▶ Set problem
Update the records below by changing every "in this form" to "in this format" and keeping everything else the same. Leave the pictures out of your answer.
--- --- ---
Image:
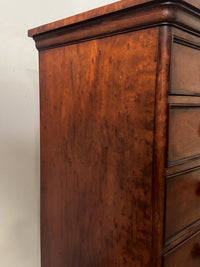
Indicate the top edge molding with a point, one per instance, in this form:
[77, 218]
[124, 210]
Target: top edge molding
[109, 9]
[152, 14]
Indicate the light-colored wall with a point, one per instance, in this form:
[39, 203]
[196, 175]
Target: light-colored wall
[19, 124]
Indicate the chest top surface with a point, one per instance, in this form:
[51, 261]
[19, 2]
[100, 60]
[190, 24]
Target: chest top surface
[113, 8]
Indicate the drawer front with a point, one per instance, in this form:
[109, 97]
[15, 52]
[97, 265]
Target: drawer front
[182, 202]
[184, 133]
[185, 76]
[185, 255]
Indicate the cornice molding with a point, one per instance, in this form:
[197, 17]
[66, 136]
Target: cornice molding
[154, 14]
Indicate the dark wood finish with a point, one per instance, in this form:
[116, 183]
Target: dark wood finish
[120, 157]
[96, 151]
[185, 77]
[184, 133]
[181, 236]
[105, 10]
[179, 212]
[136, 17]
[185, 255]
[160, 144]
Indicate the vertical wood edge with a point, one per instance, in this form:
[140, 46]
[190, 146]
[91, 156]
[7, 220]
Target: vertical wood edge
[160, 143]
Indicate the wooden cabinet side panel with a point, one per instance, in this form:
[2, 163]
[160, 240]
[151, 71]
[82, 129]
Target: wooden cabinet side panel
[97, 128]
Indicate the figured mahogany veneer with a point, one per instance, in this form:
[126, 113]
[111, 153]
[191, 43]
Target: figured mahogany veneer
[182, 201]
[120, 136]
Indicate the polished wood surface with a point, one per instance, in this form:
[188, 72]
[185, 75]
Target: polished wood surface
[105, 10]
[151, 14]
[185, 77]
[120, 129]
[182, 201]
[95, 182]
[184, 132]
[186, 254]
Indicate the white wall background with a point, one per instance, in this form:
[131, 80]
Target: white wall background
[19, 124]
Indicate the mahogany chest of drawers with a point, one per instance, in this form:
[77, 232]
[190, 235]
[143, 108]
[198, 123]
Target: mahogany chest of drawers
[120, 136]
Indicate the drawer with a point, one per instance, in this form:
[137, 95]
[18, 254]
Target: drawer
[185, 74]
[184, 133]
[182, 201]
[185, 255]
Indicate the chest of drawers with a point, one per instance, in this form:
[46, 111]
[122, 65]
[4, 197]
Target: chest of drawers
[120, 136]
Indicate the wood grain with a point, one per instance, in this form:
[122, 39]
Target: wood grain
[179, 212]
[185, 255]
[108, 9]
[185, 77]
[97, 124]
[184, 133]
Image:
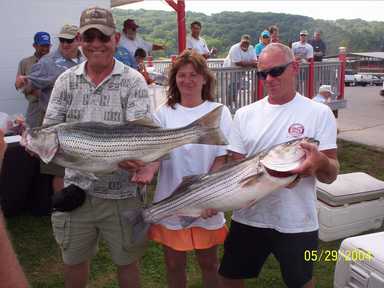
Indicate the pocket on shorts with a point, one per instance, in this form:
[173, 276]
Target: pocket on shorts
[61, 225]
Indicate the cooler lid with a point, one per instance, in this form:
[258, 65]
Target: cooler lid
[350, 188]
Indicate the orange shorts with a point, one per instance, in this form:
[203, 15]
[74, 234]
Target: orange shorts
[187, 239]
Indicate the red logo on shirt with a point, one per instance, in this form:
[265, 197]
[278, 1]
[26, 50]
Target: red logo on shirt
[296, 130]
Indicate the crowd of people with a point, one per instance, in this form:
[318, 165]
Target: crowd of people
[82, 81]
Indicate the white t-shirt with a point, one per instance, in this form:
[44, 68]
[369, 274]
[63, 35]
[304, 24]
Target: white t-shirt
[199, 45]
[190, 159]
[302, 51]
[236, 54]
[260, 126]
[132, 45]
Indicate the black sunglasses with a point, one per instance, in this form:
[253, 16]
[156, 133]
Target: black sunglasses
[274, 72]
[90, 36]
[64, 40]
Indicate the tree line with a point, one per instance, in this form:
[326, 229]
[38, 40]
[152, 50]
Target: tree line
[222, 30]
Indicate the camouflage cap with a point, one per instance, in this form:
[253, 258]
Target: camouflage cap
[98, 18]
[68, 31]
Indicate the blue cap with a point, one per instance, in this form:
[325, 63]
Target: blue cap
[42, 38]
[265, 34]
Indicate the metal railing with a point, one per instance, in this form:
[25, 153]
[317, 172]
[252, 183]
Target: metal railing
[237, 87]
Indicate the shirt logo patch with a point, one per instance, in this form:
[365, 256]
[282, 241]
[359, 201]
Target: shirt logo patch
[296, 130]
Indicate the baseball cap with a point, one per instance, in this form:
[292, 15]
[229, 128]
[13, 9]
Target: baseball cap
[130, 23]
[326, 88]
[42, 38]
[98, 18]
[245, 38]
[68, 31]
[265, 34]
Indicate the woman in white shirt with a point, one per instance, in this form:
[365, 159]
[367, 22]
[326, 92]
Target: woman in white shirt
[190, 96]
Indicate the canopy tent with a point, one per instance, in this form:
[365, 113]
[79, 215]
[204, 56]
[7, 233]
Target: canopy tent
[177, 5]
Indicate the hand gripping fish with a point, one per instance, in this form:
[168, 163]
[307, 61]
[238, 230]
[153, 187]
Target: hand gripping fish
[95, 147]
[235, 186]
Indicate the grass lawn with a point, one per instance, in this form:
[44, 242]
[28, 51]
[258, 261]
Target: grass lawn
[40, 257]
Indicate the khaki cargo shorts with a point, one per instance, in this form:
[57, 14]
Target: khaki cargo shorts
[78, 232]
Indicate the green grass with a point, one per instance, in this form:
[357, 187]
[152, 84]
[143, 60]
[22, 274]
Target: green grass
[40, 257]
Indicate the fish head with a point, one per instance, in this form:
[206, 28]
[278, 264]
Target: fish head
[286, 156]
[42, 142]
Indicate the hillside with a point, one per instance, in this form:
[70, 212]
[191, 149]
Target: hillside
[224, 29]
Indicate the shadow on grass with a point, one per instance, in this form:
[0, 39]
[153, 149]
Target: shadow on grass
[40, 257]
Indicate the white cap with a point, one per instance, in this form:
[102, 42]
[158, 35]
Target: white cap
[326, 88]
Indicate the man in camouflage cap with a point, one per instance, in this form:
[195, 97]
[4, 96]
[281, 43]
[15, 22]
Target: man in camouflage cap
[104, 90]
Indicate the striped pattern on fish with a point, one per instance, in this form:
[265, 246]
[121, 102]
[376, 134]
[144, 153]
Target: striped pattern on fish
[98, 148]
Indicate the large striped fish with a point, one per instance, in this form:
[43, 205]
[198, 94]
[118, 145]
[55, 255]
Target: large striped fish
[98, 148]
[233, 187]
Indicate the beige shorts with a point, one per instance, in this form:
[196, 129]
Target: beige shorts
[78, 232]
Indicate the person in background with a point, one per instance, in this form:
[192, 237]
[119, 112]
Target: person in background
[43, 76]
[302, 51]
[42, 45]
[196, 43]
[265, 39]
[190, 96]
[274, 32]
[285, 222]
[11, 274]
[319, 47]
[140, 56]
[132, 41]
[103, 90]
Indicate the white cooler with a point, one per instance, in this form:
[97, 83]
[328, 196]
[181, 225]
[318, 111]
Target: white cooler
[352, 204]
[360, 262]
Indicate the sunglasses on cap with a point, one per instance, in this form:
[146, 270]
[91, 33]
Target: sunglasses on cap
[65, 40]
[274, 72]
[90, 35]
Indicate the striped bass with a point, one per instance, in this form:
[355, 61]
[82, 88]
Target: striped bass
[96, 147]
[236, 186]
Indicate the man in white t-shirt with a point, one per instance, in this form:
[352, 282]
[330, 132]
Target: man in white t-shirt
[302, 50]
[130, 40]
[196, 43]
[285, 222]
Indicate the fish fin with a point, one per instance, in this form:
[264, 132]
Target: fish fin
[145, 122]
[186, 221]
[183, 186]
[250, 180]
[46, 155]
[134, 218]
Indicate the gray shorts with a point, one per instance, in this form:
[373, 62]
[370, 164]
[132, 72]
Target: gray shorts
[78, 231]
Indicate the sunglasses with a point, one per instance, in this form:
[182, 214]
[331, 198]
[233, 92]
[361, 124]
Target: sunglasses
[64, 40]
[274, 72]
[90, 36]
--- --- ---
▶ Exercise answer
Image:
Indicate the top edge molding with a point, one per instance, in this format:
[77, 218]
[124, 210]
Target: top edge molding
[109, 9]
[152, 14]
Indicate the light-colored wall with a point, one per instance, in this format:
[39, 203]
[196, 175]
Target: light-colored wall
[19, 124]
Indicate the chest top surface with a point, one per instance, in this format:
[51, 261]
[19, 2]
[100, 60]
[190, 24]
Target: chest top surface
[113, 8]
Indicate the drawer front with a point, one per instance, in this format:
[109, 97]
[15, 52]
[97, 265]
Target: drawer front
[182, 202]
[184, 133]
[185, 76]
[185, 255]
Indicate the cornice molding with a point, one per instance, in this format:
[197, 17]
[66, 136]
Target: cornice molding
[154, 14]
Indicate the dark wood finish with a point, one per instance, in this format:
[116, 183]
Target: dark wood finish
[120, 157]
[96, 151]
[185, 77]
[184, 133]
[181, 236]
[105, 10]
[179, 212]
[136, 17]
[185, 255]
[160, 144]
Indicate the vertical wood edge with a point, one per instance, in this format:
[140, 46]
[190, 146]
[91, 156]
[7, 220]
Target: vertical wood edge
[160, 143]
Indicate the wooden cabinet side panel with a point, one per instance, in this format:
[2, 163]
[160, 240]
[151, 71]
[82, 129]
Target: wooden cabinet side panel
[97, 128]
Indicate the figured mahogany veneer with a point, one per instance, in this format:
[126, 113]
[111, 153]
[191, 43]
Target: figured mahogany veneer
[182, 201]
[120, 136]
Indicate the polished wood surface with a point, one per instance, in this format:
[188, 72]
[185, 75]
Target: polished wood surface
[105, 10]
[151, 14]
[185, 77]
[120, 129]
[182, 201]
[95, 182]
[184, 132]
[186, 254]
Indicate the white wall background with a point, one per instance, in this format:
[131, 80]
Target: white wall background
[19, 124]
Indicate the mahogany chest of drawers with a point, one per instance, in this format:
[77, 232]
[190, 235]
[143, 108]
[198, 123]
Target: mahogany chest of drawers
[120, 136]
Indicate the drawer with a point, one per instance, in this format:
[137, 95]
[18, 254]
Target: drawer
[185, 74]
[184, 133]
[182, 201]
[185, 255]
Indicate the chest of drawers with a point, one per instance, in this format:
[46, 111]
[122, 65]
[4, 197]
Target: chest of drawers
[120, 136]
Indicate the wood grain with a point, one per instance, in this format:
[122, 39]
Target: wood grain
[179, 212]
[185, 255]
[108, 9]
[185, 77]
[97, 124]
[184, 133]
Image:
Indicate the pocket on shorts with a point, one per instance, in this format:
[173, 276]
Target: pocket on shorts
[61, 225]
Indicate the cooler lid with a point, one per instance, in this format:
[258, 65]
Target: cooler lid
[350, 188]
Indicate the orange shorts with a point, one per instance, in this format:
[203, 15]
[74, 234]
Target: orange shorts
[187, 239]
Indicate the red logo on shirt with a point, one per instance, in this format:
[265, 197]
[278, 1]
[26, 50]
Target: red logo on shirt
[296, 130]
Indicate the crowd of people with a point, one per instance, in this format:
[318, 165]
Target: crowd of people
[82, 81]
Indicate the white t-shirt with a point, one per instance, in this format:
[44, 68]
[369, 274]
[63, 35]
[304, 24]
Target: white t-shirt
[199, 45]
[190, 159]
[302, 51]
[236, 54]
[260, 126]
[132, 45]
Indicate the black sunglasses with a point, one per instance, in this format:
[253, 16]
[156, 133]
Target: black sunglasses
[274, 72]
[90, 36]
[64, 40]
Indicate the tree line with a point, one per instance, in this format:
[326, 229]
[38, 40]
[152, 50]
Target: tree line
[222, 30]
Indicate the camouflage cap with a point, one per instance, in this format:
[253, 258]
Target: camouflage cap
[98, 18]
[68, 31]
Indicate the blue cap with a point, one per instance, in this format:
[325, 63]
Target: blue cap
[42, 38]
[265, 34]
Indicate the metal railing with a point, one per instance, in this format:
[25, 153]
[317, 172]
[252, 183]
Target: metal railing
[237, 87]
Indicate the shirt logo patch with a point, one per instance, in this format:
[365, 256]
[282, 241]
[359, 201]
Target: shirt logo patch
[296, 130]
Indicate the baseball cap with a point, one per instance, in this format:
[292, 15]
[229, 128]
[13, 9]
Target: baseball cap
[130, 23]
[326, 88]
[42, 38]
[98, 18]
[245, 38]
[68, 31]
[265, 34]
Indicate the woman in white shirt with a point, one per instance, in this format:
[365, 159]
[367, 22]
[326, 92]
Target: woman in white shirt
[190, 96]
Indicate the canopy tent with a point, one per instance, in this format:
[365, 113]
[79, 215]
[204, 56]
[7, 233]
Target: canopy tent
[177, 5]
Indicate the hand gripping fish with a point, one per instance, in this format:
[168, 163]
[307, 61]
[238, 230]
[153, 187]
Target: hand gripping fish
[95, 147]
[235, 186]
Indicate the grass lawn with a point, one per instance, in this format:
[44, 242]
[28, 51]
[258, 261]
Target: grass lawn
[40, 257]
Indicate the khaki cargo shorts with a point, one per instance, in this format:
[57, 14]
Target: khaki cargo shorts
[78, 232]
Indicate the green grass with a point, one per instance, in this format:
[357, 187]
[152, 84]
[143, 60]
[22, 274]
Target: green grass
[40, 257]
Indicate the fish head with a point, one per instance, in this format:
[206, 28]
[278, 264]
Target: fish head
[286, 156]
[42, 142]
Indicate the hillside with a point, one per instance, in this format:
[70, 212]
[191, 149]
Target: hillside
[224, 29]
Indicate the shadow on grass with a point, one per instance, in this format:
[0, 39]
[153, 149]
Target: shadow on grass
[40, 257]
Indicate the white cap with a point, one per instance, in this format:
[102, 42]
[158, 35]
Target: white cap
[326, 88]
Indicate the man in camouflage cap with a point, one per instance, in this format:
[195, 97]
[4, 96]
[281, 43]
[15, 22]
Target: man in camouflage cap
[104, 90]
Indicate the striped pattern on fish with a point, one per instance, in this format:
[265, 246]
[121, 102]
[376, 134]
[144, 153]
Target: striped pattern on fish
[98, 148]
Indicate the large striped fish with a point, one per instance, in this format:
[43, 205]
[198, 94]
[118, 145]
[55, 255]
Target: large striped fish
[98, 148]
[233, 187]
Indicate the beige shorts with a point, one per instance, in this format:
[196, 129]
Target: beige shorts
[78, 232]
Indicate the person in background with a point, one per instance, in this format:
[192, 237]
[119, 112]
Target: person in background
[43, 76]
[302, 51]
[42, 45]
[196, 43]
[265, 39]
[190, 96]
[274, 32]
[285, 222]
[11, 274]
[319, 47]
[140, 56]
[132, 41]
[103, 90]
Indicate the white cooler with a point, one per instance, in this format:
[97, 83]
[328, 196]
[181, 225]
[318, 111]
Target: white cooler
[352, 204]
[360, 262]
Indicate the sunglasses on cap with a point, one per instance, in this format:
[146, 270]
[91, 33]
Target: sunglasses on cap
[65, 40]
[274, 72]
[90, 35]
Indicate the striped bass with a point, one per instance, in this format:
[355, 61]
[82, 88]
Target: striped bass
[96, 147]
[236, 186]
Indicate the man in white t-shirt with a point, one per instance, in this format:
[352, 282]
[330, 132]
Target: man in white t-shirt
[302, 50]
[130, 40]
[196, 43]
[285, 222]
Indicate the fish fin with a point, one per instance, in this format:
[264, 132]
Target: fish fin
[145, 122]
[186, 221]
[183, 186]
[250, 180]
[46, 155]
[134, 218]
Indicate the gray shorts with a point, one per instance, in this format:
[373, 62]
[370, 164]
[132, 72]
Target: gray shorts
[78, 231]
Indicate the sunglasses with a point, one per instance, in this format:
[182, 214]
[331, 198]
[233, 92]
[361, 124]
Target: sunglasses
[64, 40]
[274, 72]
[90, 36]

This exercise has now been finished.